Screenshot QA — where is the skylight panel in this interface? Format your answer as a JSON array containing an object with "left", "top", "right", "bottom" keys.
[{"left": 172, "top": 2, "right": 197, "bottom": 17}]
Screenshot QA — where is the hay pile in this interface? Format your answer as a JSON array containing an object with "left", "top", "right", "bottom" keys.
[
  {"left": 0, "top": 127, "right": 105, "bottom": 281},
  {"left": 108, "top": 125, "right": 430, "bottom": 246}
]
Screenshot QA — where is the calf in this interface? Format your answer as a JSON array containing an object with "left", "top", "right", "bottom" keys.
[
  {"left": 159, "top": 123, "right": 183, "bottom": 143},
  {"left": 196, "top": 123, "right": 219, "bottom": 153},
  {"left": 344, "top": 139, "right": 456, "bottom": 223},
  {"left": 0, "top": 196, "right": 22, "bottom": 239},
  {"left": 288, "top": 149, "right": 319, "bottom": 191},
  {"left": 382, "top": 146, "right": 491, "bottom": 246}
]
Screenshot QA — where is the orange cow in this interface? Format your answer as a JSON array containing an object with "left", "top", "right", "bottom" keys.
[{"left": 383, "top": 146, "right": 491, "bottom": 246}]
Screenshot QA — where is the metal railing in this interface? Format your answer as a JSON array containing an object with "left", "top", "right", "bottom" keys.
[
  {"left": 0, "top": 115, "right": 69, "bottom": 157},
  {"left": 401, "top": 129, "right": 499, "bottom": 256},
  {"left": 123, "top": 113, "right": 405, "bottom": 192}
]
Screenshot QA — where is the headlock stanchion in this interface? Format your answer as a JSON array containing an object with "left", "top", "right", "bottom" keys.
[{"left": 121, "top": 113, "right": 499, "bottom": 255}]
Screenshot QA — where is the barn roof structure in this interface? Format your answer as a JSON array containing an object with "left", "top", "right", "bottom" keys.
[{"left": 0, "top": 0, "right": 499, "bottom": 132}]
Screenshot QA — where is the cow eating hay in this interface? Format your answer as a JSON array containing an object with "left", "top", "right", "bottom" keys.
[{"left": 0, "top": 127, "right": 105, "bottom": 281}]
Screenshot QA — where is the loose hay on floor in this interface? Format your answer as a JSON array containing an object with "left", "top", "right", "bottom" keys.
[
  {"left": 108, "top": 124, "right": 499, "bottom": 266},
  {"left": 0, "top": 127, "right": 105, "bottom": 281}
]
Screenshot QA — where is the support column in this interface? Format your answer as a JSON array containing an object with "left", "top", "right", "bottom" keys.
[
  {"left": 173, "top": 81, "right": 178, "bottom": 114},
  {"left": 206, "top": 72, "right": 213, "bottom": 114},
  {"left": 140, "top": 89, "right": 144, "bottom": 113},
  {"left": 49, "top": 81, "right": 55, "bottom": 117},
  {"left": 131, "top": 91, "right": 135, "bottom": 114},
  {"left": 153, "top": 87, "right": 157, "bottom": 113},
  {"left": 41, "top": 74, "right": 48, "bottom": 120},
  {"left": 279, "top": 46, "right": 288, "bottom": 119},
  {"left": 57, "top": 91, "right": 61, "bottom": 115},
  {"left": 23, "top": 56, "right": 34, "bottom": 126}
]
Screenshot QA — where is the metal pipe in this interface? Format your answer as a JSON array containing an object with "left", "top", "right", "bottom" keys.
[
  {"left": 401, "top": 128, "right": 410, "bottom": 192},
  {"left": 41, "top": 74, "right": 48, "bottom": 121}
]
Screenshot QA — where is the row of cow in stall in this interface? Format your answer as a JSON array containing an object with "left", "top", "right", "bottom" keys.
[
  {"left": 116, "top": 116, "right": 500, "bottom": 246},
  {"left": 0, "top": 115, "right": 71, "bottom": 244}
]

────────────────────────────────────────

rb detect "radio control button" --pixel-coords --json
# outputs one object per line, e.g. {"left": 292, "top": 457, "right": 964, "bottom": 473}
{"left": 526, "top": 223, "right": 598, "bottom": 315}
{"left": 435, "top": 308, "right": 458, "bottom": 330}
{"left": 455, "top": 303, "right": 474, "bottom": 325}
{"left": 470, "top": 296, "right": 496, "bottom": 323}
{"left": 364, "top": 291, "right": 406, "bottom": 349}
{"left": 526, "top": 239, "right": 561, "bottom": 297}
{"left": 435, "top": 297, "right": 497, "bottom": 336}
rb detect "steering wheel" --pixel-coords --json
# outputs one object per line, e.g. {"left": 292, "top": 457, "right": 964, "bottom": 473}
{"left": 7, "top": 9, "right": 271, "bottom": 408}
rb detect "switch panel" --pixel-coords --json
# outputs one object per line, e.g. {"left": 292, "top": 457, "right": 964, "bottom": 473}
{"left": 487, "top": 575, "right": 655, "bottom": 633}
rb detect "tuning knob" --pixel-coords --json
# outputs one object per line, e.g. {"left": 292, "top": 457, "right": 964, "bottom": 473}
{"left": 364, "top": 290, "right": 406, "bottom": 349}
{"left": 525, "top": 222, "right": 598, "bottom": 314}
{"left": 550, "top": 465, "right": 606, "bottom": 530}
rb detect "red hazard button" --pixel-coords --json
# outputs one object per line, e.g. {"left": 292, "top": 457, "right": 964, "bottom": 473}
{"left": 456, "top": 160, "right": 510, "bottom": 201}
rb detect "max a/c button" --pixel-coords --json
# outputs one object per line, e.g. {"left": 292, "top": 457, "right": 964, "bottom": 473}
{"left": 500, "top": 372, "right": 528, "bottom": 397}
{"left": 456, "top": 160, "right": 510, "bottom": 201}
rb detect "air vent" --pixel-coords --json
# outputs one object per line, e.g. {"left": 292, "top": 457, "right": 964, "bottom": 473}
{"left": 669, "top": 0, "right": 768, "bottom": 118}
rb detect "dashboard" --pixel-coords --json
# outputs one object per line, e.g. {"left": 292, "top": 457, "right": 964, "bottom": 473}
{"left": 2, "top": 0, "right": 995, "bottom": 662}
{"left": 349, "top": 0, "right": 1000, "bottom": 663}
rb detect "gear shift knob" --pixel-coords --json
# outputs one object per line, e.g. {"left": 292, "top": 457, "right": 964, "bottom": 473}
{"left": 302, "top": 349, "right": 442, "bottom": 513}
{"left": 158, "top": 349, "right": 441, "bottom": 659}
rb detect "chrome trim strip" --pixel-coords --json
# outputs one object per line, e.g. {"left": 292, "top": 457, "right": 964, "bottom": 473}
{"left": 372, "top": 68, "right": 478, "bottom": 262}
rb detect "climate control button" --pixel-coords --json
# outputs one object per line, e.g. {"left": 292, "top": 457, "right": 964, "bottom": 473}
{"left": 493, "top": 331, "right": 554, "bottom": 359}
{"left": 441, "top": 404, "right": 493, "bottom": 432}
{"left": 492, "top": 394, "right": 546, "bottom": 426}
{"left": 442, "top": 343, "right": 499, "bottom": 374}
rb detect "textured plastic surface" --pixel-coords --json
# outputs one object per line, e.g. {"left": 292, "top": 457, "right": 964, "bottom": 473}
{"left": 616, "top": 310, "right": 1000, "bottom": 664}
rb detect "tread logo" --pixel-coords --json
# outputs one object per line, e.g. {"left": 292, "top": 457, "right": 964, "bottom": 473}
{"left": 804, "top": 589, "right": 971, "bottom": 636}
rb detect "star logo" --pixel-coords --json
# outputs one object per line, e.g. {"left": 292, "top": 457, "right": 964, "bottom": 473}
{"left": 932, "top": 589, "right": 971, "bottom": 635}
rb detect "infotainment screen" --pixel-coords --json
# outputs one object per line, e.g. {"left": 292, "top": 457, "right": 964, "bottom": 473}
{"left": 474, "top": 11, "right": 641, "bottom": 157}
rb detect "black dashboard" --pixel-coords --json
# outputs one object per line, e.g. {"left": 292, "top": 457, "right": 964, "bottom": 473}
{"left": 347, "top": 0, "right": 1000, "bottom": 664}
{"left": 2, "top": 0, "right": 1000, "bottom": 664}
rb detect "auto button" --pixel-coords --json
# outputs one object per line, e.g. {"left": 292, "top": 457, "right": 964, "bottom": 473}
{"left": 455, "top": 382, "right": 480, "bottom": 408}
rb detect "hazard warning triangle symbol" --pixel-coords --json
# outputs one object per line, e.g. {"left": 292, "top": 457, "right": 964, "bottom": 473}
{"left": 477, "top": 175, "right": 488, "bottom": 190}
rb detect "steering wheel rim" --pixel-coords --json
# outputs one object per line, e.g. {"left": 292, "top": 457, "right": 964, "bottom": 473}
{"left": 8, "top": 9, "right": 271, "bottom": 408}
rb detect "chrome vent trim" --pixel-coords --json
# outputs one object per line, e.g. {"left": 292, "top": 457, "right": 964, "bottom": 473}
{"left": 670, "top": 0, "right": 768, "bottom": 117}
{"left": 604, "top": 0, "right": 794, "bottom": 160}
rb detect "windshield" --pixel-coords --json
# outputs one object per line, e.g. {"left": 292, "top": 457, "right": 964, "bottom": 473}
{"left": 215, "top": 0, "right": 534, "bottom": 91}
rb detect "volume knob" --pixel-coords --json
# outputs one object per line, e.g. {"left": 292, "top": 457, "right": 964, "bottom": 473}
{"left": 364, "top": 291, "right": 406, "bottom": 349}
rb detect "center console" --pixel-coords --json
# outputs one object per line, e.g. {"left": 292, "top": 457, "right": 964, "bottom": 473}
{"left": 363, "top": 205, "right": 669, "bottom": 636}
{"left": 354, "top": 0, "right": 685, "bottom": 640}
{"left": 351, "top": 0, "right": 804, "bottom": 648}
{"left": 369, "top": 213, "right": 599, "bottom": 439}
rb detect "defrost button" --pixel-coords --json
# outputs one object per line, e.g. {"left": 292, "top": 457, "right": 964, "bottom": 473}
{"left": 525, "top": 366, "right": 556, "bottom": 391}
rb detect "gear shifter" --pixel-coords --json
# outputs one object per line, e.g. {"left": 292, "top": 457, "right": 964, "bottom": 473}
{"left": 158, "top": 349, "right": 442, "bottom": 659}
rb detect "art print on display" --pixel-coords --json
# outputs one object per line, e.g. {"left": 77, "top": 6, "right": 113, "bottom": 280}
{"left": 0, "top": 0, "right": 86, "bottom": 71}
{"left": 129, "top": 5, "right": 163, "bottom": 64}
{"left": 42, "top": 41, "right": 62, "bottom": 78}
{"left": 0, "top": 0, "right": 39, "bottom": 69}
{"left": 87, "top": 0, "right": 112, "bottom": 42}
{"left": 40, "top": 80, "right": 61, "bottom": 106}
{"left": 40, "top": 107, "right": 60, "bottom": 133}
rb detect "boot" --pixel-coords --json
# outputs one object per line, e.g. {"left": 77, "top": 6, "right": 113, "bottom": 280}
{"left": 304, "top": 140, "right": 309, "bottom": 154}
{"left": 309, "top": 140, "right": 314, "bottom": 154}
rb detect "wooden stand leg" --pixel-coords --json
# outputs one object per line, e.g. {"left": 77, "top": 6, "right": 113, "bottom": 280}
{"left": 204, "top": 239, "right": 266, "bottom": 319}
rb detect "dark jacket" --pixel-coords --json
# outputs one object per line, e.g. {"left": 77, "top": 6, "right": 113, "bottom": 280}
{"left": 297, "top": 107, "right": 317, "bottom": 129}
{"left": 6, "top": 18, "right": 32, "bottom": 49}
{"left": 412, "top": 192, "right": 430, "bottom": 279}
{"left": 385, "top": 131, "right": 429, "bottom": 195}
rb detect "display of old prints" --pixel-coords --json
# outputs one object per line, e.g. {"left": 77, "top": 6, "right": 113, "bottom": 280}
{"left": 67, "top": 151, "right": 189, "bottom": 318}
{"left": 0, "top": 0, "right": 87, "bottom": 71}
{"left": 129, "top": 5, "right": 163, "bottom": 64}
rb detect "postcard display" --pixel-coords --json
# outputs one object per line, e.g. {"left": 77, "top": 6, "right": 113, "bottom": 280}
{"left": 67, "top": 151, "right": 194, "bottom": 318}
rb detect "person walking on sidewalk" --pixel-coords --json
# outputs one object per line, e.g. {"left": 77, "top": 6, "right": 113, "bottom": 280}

────────────────────────────────────────

Directions for this task: Taking the material above, count every line in which the word "logo" appears; answer with the number alone.

Task response: 2